• [Short task] Convert every line of the entries below into a numbered list, omitting blank lines.

--- Extracted information ---

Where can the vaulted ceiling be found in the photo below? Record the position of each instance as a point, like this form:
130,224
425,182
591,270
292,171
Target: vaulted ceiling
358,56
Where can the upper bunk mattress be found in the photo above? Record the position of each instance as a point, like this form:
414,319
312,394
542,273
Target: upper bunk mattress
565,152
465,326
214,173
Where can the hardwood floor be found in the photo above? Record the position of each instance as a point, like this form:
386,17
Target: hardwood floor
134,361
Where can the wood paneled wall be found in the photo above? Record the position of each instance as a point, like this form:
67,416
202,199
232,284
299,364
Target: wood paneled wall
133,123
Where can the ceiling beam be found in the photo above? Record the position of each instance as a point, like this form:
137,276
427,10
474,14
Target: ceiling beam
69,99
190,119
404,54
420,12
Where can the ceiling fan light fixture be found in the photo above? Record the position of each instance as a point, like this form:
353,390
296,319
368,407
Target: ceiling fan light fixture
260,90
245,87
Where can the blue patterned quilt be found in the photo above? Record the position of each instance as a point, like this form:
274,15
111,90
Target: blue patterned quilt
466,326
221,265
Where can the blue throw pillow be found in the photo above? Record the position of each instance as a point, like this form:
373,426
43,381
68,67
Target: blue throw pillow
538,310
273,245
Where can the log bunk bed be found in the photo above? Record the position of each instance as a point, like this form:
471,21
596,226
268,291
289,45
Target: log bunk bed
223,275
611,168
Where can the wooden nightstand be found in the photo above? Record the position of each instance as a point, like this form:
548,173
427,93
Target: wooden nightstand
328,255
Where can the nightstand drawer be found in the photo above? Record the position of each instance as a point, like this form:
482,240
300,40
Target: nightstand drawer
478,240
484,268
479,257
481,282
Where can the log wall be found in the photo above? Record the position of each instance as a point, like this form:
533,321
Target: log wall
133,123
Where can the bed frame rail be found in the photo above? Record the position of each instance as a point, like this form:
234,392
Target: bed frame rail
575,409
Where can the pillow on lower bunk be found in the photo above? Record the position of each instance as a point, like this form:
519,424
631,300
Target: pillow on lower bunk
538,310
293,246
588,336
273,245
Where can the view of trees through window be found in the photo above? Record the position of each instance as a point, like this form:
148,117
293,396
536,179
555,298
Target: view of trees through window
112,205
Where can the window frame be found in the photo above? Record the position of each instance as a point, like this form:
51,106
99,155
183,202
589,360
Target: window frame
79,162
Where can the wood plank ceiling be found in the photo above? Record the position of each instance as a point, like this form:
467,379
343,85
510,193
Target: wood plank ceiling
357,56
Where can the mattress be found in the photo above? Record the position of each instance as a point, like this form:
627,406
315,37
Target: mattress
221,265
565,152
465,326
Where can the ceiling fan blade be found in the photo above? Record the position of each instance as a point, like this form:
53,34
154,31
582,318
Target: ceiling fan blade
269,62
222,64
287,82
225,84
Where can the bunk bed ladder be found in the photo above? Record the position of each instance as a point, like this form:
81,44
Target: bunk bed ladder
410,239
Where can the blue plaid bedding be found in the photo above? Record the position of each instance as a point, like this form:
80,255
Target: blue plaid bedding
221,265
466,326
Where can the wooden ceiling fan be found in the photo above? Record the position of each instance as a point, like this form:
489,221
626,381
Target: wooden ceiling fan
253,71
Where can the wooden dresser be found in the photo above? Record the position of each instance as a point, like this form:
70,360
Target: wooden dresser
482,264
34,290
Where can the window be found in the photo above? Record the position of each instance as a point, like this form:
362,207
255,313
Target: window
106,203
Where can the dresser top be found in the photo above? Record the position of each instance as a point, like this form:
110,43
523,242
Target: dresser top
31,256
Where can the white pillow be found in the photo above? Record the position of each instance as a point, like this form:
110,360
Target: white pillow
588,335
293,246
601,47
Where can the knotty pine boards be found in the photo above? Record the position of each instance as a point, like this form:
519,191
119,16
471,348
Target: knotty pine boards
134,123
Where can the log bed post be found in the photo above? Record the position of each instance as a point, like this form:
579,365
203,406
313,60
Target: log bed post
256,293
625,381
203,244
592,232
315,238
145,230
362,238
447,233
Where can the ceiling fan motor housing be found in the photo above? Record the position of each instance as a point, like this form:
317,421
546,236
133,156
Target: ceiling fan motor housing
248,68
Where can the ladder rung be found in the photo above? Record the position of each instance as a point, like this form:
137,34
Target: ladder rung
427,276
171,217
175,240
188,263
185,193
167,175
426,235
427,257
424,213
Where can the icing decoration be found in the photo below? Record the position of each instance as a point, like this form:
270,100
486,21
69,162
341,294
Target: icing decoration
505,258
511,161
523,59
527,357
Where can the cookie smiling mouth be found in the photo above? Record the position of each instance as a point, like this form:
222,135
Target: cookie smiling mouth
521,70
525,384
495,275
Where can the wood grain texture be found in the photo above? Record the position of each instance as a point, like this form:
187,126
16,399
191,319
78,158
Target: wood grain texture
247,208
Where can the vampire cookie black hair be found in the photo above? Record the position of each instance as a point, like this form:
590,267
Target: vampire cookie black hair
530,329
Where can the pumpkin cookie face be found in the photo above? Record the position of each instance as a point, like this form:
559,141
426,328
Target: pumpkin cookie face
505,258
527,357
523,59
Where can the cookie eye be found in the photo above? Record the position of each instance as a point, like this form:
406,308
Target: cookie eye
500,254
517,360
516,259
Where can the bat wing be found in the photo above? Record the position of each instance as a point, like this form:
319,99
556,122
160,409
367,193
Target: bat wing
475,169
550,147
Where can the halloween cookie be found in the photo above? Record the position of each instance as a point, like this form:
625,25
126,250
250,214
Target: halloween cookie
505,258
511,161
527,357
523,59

---

• [Task answer]
1. Where can the vaulted ceiling be found in the photo below? Record the position of each instance as a point, like this form:
2. 130,224
3. 425,182
4. 591,270
5. 292,171
6. Target: vaulted ceiling
7. 358,56
8. Where can the upper bunk mattress be found in the photo above? Record the position of each instance as a point, like this form:
9. 414,319
10. 312,394
11. 542,273
12. Target: upper bunk mattress
13. 565,152
14. 465,326
15. 214,173
16. Where can the hardwood floor be found in the photo above? Record the position of each instance as a point, like this form:
17. 386,17
18. Target: hardwood floor
19. 134,361
20. Where can the wood paneled wall be found in the photo above? Record the position of each instance as a point, like this form:
21. 67,416
22. 202,199
23. 232,284
24. 299,364
25. Target: wood paneled wall
26. 133,123
27. Where can the ceiling beam be found in the photo above? Record the position of each instance as a point, like this form:
28. 137,276
29. 427,10
30. 474,14
31. Target: ceiling beam
32. 69,99
33. 190,119
34. 404,54
35. 420,12
36. Where can the ceiling fan light fixture be found in the photo above? Record the position of each instance as a point, like this form:
37. 353,390
38. 296,319
39. 368,407
40. Target: ceiling fan light fixture
41. 260,90
42. 245,87
43. Where can the blue patterned quilt be found in the photo above? Record the position of each instance as a point, like this form:
44. 274,15
45. 111,90
46. Target: blue patterned quilt
47. 466,326
48. 221,265
49. Where can the blue throw pillow be found in the photo above? Record the position of each instance as a point, like this form:
50. 373,426
51. 43,381
52. 68,67
53. Target: blue throw pillow
54. 538,310
55. 273,245
56. Where can the log bunk bed be found in the photo above? Record the position of each instance as a point, like this form:
57. 471,21
58. 596,226
59. 268,291
60. 289,45
61. Target: log bunk bed
62. 223,275
63. 611,168
64. Where can the wooden nightstand be found in the photo above? Record the position of each instance as a point, like this form:
65. 548,173
66. 427,93
67. Target: wooden nightstand
68. 328,255
69. Where can the nightstand drawer be found in the photo above? Record the position of each instance as a point, like this form:
70. 482,240
71. 300,40
72. Target: nightstand drawer
73. 478,240
74. 484,268
75. 479,257
76. 481,282
77. Where can the log wall be found in the photo above? Record the position of each instance as a point, like this form:
78. 533,321
79. Target: log wall
80. 133,123
81. Where can the bed frame rail be found in the photo above? Record the position of each instance as a point, like this form:
82. 234,392
83. Target: bed frame rail
84. 575,409
85. Where can the pillow on lower bunk be found in the photo above? Record the position of each instance as a point, like this form:
86. 519,424
87. 631,300
88. Target: pillow on lower bunk
89. 538,310
90. 293,246
91. 588,336
92. 273,245
93. Where can the view of trees through window be found in the photo above? Record the position of each instance as a point, like this form:
94. 148,117
95. 293,396
96. 536,179
97. 555,298
98. Target: view of trees through window
99. 112,205
100. Where can the window frame be found in the photo above? Record the position of each instance as a point, like this form:
101. 51,106
102. 99,155
103. 183,202
104. 589,360
105. Target: window frame
106. 79,162
107. Where can the wood plank ceiling be found in the photo above? Record the position of each instance as a point, like this form:
108. 467,379
109. 343,85
110. 510,193
111. Target: wood plank ceiling
112. 357,56
113. Where can the mattress be found in the photo above? Record the position of each instance as a point, like this form:
114. 627,406
115. 315,37
116. Target: mattress
117. 221,265
118. 565,152
119. 465,326
120. Where can the ceiling fan blade be found in the photo above? Record the position of each instance as a point, like this form:
121. 53,34
122. 154,31
123. 582,318
124. Target: ceiling fan blade
125. 269,62
126. 222,64
127. 287,82
128. 225,84
129. Where can the bunk bed ladder be found in the photo above? Record the position of each instance as a point, like this form:
130. 81,44
131. Target: bunk bed ladder
132. 410,239
133. Where can the blue plaid bedding be found in the photo above? Record the position of each instance as a point, like this form:
134. 80,255
135. Target: blue plaid bedding
136. 221,265
137. 466,326
138. Where can the wooden ceiling fan be found in the photo above? Record the position of each instance as a point, like this form:
139. 489,221
140. 626,381
141. Target: wooden ceiling fan
142. 253,71
143. Where can the wooden dresser be found in the photo above? Record the position of each instance as a point, like this form:
144. 70,360
145. Target: wooden dresser
146. 482,264
147. 34,290
148. Where can the window be found in the photo above? Record the position of each instance as a point, like this form:
149. 362,207
150. 255,313
151. Target: window
152. 106,203
153. Where can the dresser top be found in the photo above? Record the position of each instance as a point, like this form:
154. 110,43
155. 523,242
156. Target: dresser top
157. 31,256
158. Where can the white pillow be found in the photo above? Record the position of each instance as a point, like this form:
159. 110,360
160. Target: white pillow
161. 588,335
162. 293,246
163. 601,47
164. Where can the knotty pine boards be found in the photo above? Record the position of each instance as a point, like this form:
165. 519,191
166. 119,16
167. 471,348
168. Target: knotty pine boards
169. 134,123
170. Where can the log bed post be found in the photo above? Record the position of each instance as a point, like this form:
171. 579,365
172. 203,406
173. 313,60
174. Target: log bed post
175. 256,293
176. 625,381
177. 203,244
178. 592,232
179. 315,238
180. 145,230
181. 362,238
182. 447,233
183. Where can the ceiling fan motor housing be found in the photo above? Record the position of each instance as a point, like this form:
184. 317,421
185. 546,236
186. 133,156
187. Target: ceiling fan motor housing
188. 248,68
189. Where can the ladder rung be found in the photo above? Record the position of each instance as a point, like this form:
190. 137,34
191. Target: ladder rung
192. 427,276
193. 171,217
194. 175,240
195. 188,263
196. 185,193
197. 167,175
198. 426,235
199. 427,257
200. 424,213
201. Where can the icing decoration be found in the photo below? Record the position of each instance as a point, like this form:
202. 270,100
203. 486,21
204. 69,162
205. 341,294
206. Target: icing decoration
207. 505,258
208. 511,161
209. 523,59
210. 527,357
211. Where can the cookie smiling mouth be found in the photo above? Record the position of each instance as a point, like this form:
212. 222,135
213. Target: cookie smiling mouth
214. 521,70
215. 525,384
216. 495,275
217. Where can the wood grain texture be found in the photo above? Record the position of each instance as a point, like this form:
218. 187,126
219. 16,399
220. 191,319
221. 78,158
222. Target: wood grain texture
223. 247,208
224. Where can the vampire cookie black hair be found in the photo above? Record the position of each instance as a point, like this form:
225. 590,267
226. Target: vampire cookie black hair
227. 530,329
228. Where can the pumpkin cookie face be found in the photo above? Record the position of each instance as a point, like this form:
229. 559,141
230. 426,328
231. Target: pumpkin cookie face
232. 505,258
233. 527,357
234. 523,59
235. Where can the cookie eye be found in the photo above? Record the position of each instance as a point, like this form:
236. 406,308
237. Target: cookie eye
238. 500,254
239. 517,360
240. 516,259
241. Where can the bat wing be found in the photo above? Record the position of each instance as a point, like this form:
242. 319,99
243. 556,122
244. 160,409
245. 367,193
246. Target: bat wing
247. 475,169
248. 550,147
249. Where can the halloween cookie be found in the photo above? Record the position of each instance as a point, like this form:
250. 625,25
251. 126,250
252. 250,214
253. Target: halloween cookie
254. 505,258
255. 511,161
256. 527,357
257. 523,59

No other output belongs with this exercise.